## 正文部分
....

PostgreSQL 10.0 preview 多核并行增强 - 并行hash join支持shared hashdata, 节约哈希表内存提高效率-阿里云开发者社区

背景

PostgreSQL 9.6支持哈希JOIN并行，但是每个worker进程都需要复制一份哈希表，所以会造成内存的浪费，小表无妨，但是大表的浪费是非常大的。
因此10.0做了一个改进，使用共享的哈希表。
Hi hackers,  

In PostgreSQL 9.6, hash joins can be parallelised under certain  
conditions, but a copy of the hash table is built in every  
participating backend.  That means that memory and CPU time are  
wasted.  In many cases, that's OK: if the hash table contents are  
small and cheap to compute, then we don't really care, we're just  
happy that the probing can be done in parallel.  But in cases where  
the hash table is large and/or expensive to build, we could do much  
better.  I am working on that problem.

....

## 练习任务 1
请把这篇关于PostgreSQL并行哈希连接的文章中从“PostgreSQL 10.0 preview”到“费，小表无妨，但是大表的浪费是非常大的。”之间的文字原样抄写下来，首尾两处都包括在内。
## 练习任务 2
根据这篇关于PostgreSQL并行哈希连接的文章，10.0版本针对哈希JOIN并行做了什么改进？

[取自某一合集的条目]
....

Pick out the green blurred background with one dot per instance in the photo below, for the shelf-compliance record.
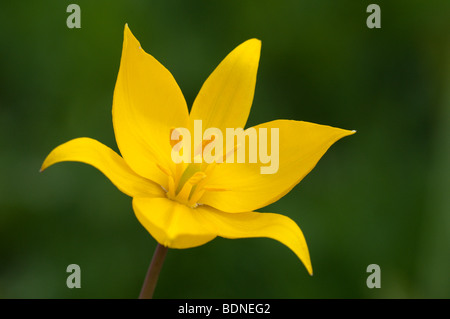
(380, 196)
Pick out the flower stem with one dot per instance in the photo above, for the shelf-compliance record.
(153, 272)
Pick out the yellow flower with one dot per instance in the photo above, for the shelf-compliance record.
(186, 205)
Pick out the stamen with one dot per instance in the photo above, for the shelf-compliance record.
(177, 138)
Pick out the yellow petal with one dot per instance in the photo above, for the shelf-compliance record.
(177, 226)
(253, 224)
(226, 96)
(301, 145)
(147, 105)
(172, 224)
(103, 158)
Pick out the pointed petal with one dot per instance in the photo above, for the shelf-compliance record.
(226, 96)
(253, 224)
(301, 145)
(177, 226)
(147, 104)
(172, 224)
(103, 158)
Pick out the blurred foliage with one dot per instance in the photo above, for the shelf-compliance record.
(380, 196)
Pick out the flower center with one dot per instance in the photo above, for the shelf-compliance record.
(189, 182)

....

## 最终答案 1
PostgreSQL 10.0 preview 多核并行增强 - 并行hash join支持shared hashdata, 节约哈希表内存提高效率-阿里云开发者社区

背景

PostgreSQL 9.6支持哈希JOIN并行，但是每个worker进程都需要复制一份哈希表，所以会造成内存的浪费，小表无妨，但是大表的浪费是非常大的。

## 最终答案 2
使用共享的哈希表。